* WHAT TO WORK ON:
Find every line in the records below that contains the string "clump" and copy each one out in full.

(A portion of a data file)
══════

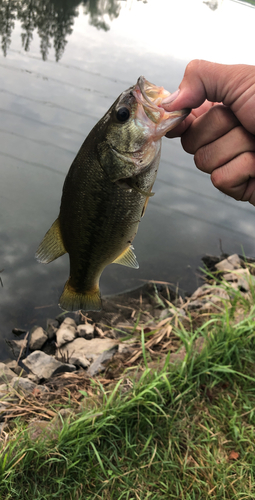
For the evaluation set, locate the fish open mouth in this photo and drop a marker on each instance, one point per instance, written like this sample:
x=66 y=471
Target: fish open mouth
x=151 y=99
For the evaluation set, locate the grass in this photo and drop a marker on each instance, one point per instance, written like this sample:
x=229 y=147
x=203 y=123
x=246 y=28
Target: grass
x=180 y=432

══════

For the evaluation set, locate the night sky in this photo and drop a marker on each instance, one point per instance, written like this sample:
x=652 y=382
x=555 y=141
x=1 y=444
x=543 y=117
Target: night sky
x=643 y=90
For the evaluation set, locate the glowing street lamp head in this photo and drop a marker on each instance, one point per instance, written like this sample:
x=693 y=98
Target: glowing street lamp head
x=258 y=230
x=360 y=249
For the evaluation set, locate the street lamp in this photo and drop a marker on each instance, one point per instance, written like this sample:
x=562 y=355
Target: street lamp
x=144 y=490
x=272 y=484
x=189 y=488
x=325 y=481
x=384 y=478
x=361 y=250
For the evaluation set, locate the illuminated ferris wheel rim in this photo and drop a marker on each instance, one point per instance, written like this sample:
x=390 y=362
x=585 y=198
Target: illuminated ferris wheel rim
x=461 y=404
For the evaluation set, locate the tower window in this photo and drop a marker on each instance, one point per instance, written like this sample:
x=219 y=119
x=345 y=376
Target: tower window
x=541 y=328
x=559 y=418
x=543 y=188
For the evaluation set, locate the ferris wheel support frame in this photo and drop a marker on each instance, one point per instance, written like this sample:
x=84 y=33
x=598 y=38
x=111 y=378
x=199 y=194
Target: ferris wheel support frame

══════

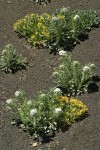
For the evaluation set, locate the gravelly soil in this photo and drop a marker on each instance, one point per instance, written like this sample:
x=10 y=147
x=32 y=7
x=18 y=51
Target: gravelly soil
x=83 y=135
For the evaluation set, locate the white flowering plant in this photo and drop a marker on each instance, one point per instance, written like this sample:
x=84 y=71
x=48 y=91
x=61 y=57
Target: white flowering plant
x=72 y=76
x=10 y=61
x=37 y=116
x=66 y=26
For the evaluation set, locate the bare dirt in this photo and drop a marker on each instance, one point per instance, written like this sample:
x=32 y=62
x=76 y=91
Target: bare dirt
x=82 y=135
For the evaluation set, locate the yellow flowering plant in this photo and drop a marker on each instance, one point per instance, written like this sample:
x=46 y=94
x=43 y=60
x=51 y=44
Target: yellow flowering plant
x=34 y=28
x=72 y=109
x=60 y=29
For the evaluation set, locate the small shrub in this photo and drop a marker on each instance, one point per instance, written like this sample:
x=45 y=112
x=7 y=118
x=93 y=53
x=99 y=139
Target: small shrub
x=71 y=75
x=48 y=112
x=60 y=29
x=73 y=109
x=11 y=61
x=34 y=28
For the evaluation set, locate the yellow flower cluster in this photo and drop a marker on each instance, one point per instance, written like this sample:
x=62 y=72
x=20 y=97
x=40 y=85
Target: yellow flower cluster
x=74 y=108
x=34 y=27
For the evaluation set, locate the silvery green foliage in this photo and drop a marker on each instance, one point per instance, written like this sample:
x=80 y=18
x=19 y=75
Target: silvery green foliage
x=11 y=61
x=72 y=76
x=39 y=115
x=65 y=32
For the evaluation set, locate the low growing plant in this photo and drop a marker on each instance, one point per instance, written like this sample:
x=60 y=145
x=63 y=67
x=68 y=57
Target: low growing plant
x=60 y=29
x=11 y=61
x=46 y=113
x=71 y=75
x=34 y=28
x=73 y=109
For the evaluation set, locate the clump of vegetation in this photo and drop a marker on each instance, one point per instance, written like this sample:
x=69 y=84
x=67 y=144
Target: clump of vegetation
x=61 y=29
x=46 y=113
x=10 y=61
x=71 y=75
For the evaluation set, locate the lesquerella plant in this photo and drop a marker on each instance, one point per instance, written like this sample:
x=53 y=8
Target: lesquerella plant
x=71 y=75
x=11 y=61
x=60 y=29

══════

* OUTPUT OF THE EXERCISE:
For the evaluation set, locate the clump of vegetation in this photo and drop a marker on each instance, one point per instance, written like this sample:
Target: clump of vegetation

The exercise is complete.